(Aim) In the records below, list every line that contains the word "snow", copying each one in full.

(Supplied data)
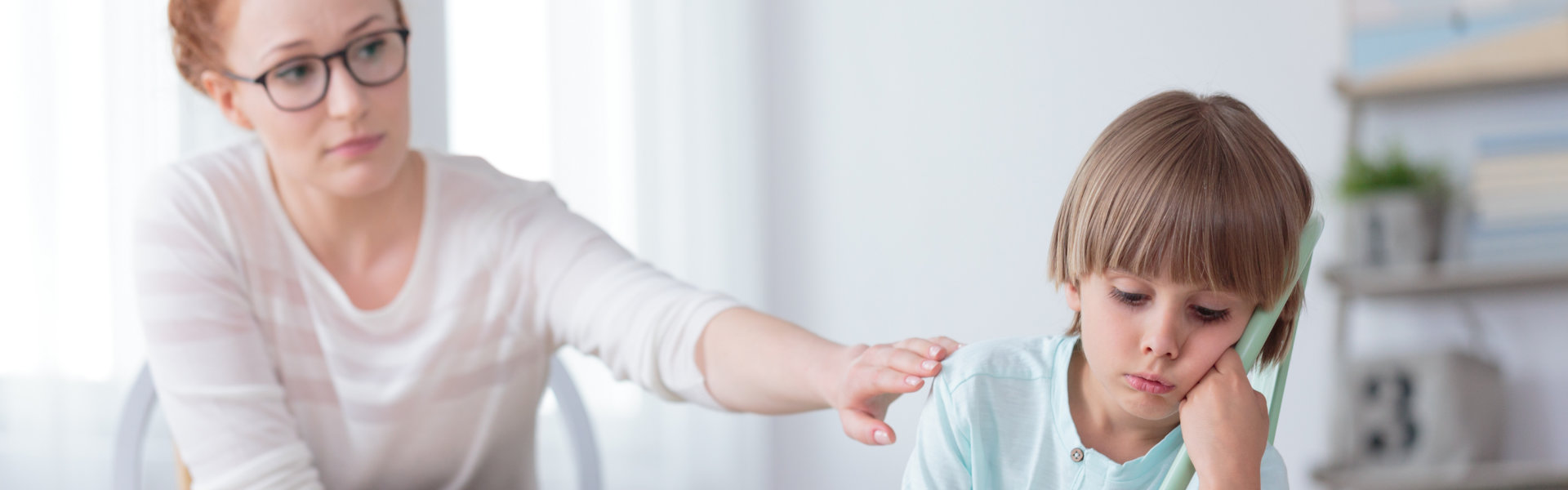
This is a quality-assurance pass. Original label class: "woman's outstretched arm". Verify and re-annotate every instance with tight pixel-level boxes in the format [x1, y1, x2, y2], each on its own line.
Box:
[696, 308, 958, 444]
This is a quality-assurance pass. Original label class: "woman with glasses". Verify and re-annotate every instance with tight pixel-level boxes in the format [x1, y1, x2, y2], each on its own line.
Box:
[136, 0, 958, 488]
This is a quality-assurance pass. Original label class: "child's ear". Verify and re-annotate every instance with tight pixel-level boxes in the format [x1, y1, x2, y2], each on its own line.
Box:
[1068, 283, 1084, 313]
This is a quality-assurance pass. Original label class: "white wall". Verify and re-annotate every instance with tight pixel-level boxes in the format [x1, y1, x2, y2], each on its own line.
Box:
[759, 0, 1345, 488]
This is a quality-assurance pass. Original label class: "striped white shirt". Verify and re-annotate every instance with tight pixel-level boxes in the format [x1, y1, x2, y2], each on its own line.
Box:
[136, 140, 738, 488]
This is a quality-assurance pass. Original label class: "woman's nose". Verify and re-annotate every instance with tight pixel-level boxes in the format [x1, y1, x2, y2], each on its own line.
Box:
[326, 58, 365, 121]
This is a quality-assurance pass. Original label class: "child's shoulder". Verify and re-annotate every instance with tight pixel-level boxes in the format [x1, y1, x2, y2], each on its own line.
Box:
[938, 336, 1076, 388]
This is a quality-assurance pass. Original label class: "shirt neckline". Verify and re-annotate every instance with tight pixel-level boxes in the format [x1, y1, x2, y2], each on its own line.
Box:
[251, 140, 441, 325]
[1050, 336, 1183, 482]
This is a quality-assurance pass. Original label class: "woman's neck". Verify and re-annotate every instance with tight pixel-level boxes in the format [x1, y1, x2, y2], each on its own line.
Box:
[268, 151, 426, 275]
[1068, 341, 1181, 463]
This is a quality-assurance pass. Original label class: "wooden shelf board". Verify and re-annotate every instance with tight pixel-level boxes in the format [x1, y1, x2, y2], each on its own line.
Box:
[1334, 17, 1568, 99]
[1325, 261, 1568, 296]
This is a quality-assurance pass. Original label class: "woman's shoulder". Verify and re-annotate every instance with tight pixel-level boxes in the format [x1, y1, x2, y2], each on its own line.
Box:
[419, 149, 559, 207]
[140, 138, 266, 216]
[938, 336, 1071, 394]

* * *

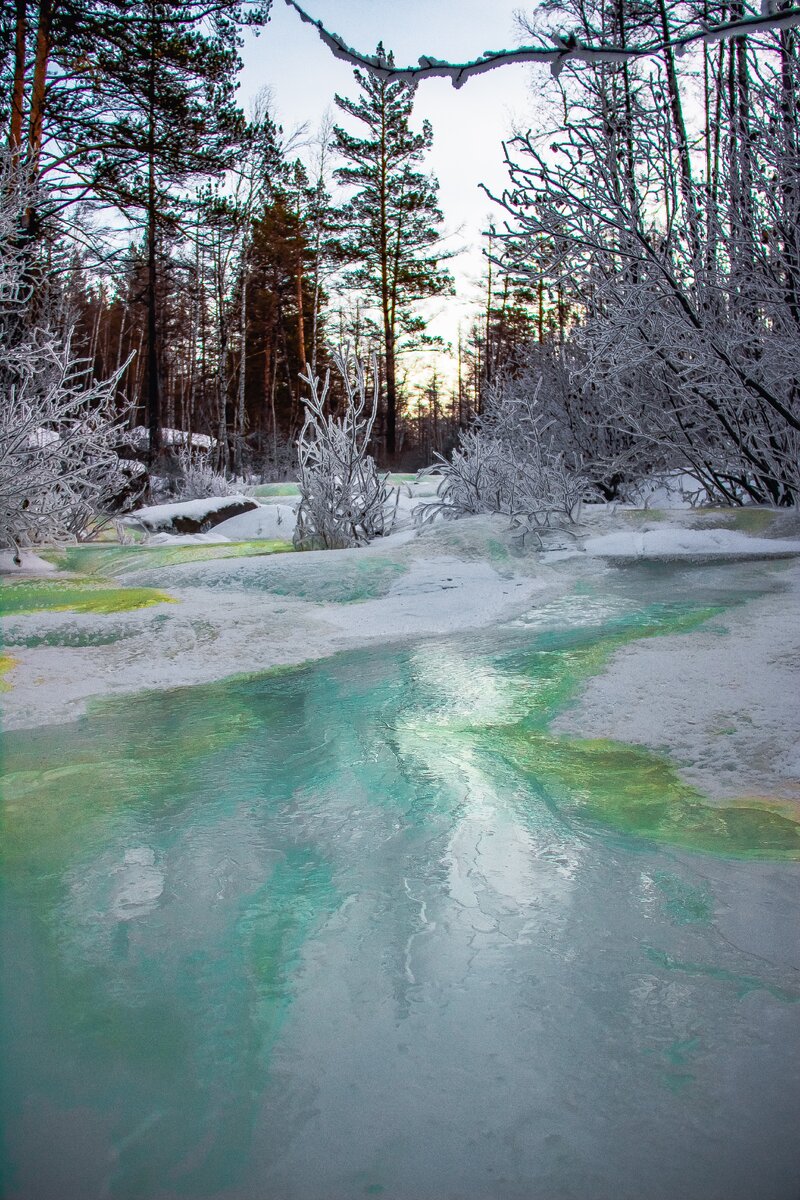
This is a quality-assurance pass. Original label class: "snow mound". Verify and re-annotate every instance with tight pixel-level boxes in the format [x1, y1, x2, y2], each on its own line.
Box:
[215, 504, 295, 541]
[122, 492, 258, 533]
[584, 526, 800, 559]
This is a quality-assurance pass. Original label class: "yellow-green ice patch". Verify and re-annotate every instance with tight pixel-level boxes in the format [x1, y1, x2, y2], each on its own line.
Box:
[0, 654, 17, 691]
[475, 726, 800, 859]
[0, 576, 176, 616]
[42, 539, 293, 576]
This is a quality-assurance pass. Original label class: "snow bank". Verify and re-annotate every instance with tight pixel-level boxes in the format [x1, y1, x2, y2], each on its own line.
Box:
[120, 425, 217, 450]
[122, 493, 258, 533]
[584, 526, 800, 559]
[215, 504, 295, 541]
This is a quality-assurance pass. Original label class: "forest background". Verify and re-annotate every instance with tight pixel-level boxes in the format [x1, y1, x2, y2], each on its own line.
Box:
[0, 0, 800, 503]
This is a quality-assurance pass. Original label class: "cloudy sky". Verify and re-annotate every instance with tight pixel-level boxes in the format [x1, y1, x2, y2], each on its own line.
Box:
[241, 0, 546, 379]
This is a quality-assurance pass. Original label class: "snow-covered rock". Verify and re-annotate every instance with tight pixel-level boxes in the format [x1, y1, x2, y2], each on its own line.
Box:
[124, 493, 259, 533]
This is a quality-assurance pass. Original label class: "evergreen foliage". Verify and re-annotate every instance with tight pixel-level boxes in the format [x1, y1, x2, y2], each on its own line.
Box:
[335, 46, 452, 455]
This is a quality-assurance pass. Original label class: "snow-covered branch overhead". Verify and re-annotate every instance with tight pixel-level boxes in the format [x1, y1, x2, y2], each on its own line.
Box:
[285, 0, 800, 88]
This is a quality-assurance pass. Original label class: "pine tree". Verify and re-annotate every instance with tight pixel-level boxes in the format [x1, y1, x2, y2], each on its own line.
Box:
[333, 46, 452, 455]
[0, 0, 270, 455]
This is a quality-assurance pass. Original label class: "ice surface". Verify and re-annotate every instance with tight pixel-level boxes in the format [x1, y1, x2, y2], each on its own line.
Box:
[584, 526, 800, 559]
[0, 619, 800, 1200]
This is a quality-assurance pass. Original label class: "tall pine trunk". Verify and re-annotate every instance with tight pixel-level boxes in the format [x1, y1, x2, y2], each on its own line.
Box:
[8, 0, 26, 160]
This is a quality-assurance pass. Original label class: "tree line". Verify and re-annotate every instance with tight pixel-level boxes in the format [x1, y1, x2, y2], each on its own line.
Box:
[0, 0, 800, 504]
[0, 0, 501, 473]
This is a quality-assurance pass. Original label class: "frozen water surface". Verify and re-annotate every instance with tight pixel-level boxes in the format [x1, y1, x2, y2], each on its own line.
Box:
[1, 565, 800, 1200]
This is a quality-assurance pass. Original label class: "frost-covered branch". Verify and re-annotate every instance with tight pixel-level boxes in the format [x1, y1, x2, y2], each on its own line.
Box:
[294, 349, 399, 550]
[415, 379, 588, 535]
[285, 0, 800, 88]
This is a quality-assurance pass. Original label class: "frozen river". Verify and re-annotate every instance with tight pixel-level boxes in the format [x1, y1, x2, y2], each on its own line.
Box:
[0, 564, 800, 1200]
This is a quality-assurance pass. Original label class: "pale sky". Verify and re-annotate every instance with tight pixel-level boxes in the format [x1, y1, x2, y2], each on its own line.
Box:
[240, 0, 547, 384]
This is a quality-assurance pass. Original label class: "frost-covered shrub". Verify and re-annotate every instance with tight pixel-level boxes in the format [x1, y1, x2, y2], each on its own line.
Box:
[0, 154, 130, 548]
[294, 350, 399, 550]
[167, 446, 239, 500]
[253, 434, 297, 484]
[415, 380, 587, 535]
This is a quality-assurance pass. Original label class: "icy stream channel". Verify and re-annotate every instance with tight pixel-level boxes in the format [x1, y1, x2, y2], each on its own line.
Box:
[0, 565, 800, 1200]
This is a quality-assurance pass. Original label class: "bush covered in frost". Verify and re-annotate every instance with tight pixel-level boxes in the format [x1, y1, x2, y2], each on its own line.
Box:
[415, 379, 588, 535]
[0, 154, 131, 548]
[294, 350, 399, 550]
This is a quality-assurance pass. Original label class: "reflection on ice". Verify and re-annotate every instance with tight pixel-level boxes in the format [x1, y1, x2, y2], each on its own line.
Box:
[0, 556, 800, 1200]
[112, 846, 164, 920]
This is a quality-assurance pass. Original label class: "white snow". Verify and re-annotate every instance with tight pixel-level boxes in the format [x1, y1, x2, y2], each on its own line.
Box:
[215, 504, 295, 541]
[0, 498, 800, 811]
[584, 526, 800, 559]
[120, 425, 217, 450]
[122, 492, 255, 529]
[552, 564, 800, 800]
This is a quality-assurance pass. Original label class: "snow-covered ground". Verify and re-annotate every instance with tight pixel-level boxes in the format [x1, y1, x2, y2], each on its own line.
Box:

(The reply)
This is a quality-assurance pass. Original label class: "snow mound". Verify and re-annotate every instance with tight pixel-level boxes in the format [x1, y1, x2, y2], each on its own line.
This is a quality-assurance pass. Original label class: "snow bank". Verify and re-annotate every instance with tight pixel-level boxes in the format [x1, y1, x2, y2], each on its own line.
This is a quality-assurance pass. Original label class: "snow-covered rock". Verify and re-annotate every instance with tight pixel-level boxes in the format [x1, y1, x2, y2], each on its own line.
This is a quality-assurance pass. Original label class: "snow-covered branch overhead". Verify and re-annotate every instance with tight pixel-level boxes in the format [x1, y1, x2, y2], each on its own line.
This is a quality-assurance pass. Original label class: "white snow". Verify and re-annotate every instance with tight pixel-level boxes in the format [x1, y1, x2, y2], each on its own line.
This is a quality-assurance pass. Original label class: "snow-covered ground". Verify and re-annotate every instance with tight pixel-level boxes in the format [x1, y1, x2, y2], each on its own line.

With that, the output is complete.